## BEGIN THE INPUT

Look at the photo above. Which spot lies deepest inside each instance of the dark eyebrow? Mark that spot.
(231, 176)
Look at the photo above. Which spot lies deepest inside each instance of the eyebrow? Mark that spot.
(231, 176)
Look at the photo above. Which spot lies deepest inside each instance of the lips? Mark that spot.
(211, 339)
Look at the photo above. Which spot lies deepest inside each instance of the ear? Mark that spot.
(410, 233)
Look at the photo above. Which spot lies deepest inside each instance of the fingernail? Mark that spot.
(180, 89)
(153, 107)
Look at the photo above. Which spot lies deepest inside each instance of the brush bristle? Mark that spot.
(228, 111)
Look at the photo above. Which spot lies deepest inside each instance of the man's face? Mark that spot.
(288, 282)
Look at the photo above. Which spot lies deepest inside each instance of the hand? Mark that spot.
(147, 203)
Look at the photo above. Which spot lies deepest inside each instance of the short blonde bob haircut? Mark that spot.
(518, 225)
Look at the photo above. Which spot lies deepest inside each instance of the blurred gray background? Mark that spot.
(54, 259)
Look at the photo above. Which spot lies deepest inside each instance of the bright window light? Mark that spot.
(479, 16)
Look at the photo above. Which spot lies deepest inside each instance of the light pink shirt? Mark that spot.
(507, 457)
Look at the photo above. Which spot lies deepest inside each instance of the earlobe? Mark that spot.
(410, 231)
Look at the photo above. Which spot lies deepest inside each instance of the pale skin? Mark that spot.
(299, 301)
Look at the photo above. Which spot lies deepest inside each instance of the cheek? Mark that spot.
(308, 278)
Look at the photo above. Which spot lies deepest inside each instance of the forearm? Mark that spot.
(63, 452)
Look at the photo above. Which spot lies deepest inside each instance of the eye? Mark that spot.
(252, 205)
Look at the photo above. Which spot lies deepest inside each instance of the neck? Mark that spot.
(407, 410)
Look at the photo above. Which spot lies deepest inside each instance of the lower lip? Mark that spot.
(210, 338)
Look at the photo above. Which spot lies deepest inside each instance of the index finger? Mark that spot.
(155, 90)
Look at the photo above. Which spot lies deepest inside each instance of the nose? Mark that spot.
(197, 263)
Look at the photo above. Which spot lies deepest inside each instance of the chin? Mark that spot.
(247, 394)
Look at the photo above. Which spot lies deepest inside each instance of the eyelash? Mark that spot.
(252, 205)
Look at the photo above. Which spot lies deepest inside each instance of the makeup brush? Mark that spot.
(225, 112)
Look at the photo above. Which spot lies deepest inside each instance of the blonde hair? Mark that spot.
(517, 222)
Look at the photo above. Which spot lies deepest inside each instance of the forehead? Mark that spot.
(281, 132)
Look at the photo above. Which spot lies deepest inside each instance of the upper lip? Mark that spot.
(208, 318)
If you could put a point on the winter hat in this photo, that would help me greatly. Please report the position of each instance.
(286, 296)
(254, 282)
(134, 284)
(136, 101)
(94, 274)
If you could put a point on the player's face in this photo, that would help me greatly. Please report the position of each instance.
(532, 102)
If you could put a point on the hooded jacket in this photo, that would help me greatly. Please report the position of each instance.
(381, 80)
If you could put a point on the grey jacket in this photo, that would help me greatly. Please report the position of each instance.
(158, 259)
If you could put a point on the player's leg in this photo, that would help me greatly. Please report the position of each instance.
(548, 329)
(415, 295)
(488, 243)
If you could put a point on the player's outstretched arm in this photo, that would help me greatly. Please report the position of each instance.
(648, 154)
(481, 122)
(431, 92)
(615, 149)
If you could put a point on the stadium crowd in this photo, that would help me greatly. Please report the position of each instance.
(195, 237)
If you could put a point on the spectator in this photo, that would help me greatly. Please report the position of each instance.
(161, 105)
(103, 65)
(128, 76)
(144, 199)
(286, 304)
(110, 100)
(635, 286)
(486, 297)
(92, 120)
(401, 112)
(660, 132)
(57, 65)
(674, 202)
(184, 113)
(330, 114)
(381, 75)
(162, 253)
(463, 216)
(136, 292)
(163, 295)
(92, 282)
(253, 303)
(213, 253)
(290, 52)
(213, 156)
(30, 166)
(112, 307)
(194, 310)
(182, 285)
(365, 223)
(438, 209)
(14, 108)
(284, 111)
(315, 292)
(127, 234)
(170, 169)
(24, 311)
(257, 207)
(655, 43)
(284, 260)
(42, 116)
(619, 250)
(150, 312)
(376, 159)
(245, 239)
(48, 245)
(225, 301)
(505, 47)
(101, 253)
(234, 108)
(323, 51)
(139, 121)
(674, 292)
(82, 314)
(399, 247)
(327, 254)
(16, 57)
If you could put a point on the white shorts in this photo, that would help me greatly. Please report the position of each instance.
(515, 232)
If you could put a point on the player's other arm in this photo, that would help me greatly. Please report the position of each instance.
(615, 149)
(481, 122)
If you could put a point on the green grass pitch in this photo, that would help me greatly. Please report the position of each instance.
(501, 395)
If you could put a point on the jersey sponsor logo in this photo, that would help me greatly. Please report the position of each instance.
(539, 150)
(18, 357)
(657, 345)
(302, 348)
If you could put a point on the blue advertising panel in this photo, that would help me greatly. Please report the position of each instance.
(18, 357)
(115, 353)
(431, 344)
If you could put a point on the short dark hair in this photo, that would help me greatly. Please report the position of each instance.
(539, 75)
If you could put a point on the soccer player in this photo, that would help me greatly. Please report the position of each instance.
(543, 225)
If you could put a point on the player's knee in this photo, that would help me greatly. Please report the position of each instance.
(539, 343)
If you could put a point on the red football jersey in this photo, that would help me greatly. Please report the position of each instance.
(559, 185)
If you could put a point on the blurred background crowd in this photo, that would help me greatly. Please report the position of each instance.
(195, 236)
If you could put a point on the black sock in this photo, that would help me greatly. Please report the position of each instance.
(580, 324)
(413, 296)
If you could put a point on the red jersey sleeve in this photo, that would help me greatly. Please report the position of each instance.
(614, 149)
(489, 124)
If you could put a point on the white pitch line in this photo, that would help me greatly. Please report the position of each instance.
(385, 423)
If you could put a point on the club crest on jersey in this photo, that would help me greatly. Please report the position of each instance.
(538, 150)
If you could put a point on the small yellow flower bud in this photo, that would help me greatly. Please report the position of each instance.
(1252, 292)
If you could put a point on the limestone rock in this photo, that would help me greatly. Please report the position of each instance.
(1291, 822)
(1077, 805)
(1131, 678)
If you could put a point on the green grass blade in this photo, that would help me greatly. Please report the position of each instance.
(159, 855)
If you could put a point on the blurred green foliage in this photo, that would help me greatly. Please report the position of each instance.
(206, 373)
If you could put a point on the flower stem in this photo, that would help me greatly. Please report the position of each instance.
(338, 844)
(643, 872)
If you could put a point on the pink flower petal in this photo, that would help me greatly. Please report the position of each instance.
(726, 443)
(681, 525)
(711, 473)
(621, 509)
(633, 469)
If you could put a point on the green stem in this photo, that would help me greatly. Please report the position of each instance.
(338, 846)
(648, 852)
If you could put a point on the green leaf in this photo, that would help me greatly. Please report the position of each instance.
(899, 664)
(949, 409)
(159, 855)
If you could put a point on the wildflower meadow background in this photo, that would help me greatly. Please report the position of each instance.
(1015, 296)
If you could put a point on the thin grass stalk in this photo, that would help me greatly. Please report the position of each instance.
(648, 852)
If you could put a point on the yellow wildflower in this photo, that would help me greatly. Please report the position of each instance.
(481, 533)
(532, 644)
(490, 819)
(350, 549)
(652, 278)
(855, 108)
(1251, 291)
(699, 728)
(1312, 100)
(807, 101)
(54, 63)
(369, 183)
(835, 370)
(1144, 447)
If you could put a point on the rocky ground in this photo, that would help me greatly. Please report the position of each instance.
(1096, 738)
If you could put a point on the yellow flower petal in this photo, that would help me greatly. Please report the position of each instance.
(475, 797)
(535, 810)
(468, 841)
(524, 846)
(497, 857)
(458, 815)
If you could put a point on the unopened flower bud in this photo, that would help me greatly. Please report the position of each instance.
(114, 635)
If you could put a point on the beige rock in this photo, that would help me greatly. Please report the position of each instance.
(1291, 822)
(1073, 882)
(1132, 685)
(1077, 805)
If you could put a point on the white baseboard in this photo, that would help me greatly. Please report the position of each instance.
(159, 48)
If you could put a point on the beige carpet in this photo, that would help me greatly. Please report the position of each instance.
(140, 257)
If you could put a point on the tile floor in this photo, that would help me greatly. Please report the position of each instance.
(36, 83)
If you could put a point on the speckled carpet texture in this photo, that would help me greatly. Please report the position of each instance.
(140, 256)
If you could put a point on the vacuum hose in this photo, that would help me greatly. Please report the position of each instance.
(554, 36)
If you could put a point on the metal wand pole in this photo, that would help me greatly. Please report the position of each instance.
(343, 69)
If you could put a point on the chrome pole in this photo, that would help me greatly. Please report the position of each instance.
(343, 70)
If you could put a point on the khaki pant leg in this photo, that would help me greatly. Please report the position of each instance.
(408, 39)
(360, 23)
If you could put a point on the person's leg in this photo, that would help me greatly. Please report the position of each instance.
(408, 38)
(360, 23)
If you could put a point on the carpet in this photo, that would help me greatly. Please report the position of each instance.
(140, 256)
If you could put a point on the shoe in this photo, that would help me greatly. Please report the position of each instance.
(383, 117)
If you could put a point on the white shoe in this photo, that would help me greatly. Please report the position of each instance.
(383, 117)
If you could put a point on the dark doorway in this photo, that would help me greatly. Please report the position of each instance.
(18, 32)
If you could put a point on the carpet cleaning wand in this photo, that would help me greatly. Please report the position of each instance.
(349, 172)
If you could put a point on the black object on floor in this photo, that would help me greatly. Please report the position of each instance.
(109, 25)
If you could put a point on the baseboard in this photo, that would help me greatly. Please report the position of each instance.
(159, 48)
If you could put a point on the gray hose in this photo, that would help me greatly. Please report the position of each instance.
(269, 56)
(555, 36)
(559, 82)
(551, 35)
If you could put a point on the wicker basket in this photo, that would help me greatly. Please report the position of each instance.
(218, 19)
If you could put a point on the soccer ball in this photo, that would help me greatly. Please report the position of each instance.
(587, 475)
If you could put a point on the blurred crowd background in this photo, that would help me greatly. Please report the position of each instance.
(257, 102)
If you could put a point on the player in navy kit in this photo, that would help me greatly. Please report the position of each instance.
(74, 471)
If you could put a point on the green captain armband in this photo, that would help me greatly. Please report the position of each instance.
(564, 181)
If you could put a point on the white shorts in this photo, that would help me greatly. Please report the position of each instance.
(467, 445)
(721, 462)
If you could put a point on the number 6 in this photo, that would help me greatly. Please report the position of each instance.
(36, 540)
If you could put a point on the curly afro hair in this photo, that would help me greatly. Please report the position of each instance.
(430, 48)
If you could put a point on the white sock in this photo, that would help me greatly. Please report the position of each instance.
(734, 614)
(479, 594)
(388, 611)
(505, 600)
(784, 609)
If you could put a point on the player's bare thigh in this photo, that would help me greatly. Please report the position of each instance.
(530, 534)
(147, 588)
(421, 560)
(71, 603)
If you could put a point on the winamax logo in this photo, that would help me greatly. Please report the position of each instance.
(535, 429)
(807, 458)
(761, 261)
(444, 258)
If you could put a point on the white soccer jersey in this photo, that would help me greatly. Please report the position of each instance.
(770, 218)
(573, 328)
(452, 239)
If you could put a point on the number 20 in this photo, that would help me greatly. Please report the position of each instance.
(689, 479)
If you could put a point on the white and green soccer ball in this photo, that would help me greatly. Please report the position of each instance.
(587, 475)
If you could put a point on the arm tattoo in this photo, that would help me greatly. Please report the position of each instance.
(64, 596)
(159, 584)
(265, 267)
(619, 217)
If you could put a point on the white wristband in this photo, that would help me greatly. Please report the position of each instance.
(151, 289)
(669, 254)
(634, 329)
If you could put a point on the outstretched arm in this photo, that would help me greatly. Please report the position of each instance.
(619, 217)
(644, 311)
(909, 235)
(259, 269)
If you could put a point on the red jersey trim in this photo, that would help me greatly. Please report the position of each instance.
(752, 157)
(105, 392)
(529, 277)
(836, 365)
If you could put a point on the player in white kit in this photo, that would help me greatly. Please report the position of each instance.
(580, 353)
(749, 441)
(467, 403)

## END THE INPUT

BRIEF: Repeat, character for character, the lines from the one that holds "If you could put a point on the arm" to the final line of the material, inclusive, and no other lines.

WRITTEN SOLUTION:
If you could put a point on the arm tattoo in this photo, that would help me greatly. Please report the position of each instance.
(64, 596)
(159, 584)
(265, 267)
(619, 217)
If you could put a point on the white wristband in this photo, that would help me greatly. Please report the position of each instance.
(151, 289)
(669, 254)
(634, 329)
If you could put a point on the outstretched arm in this photo, that would help me greatly. Please report the position of each instance.
(619, 217)
(644, 311)
(909, 235)
(259, 269)
If you could put a point on the red jersey trim in this photo, that would help me greatly. Please report the position of each instance.
(752, 157)
(105, 392)
(529, 277)
(836, 365)
If you could put a point on the player in white kit in this photo, that would help me greatly. Please report the position of each instance.
(580, 353)
(749, 441)
(467, 403)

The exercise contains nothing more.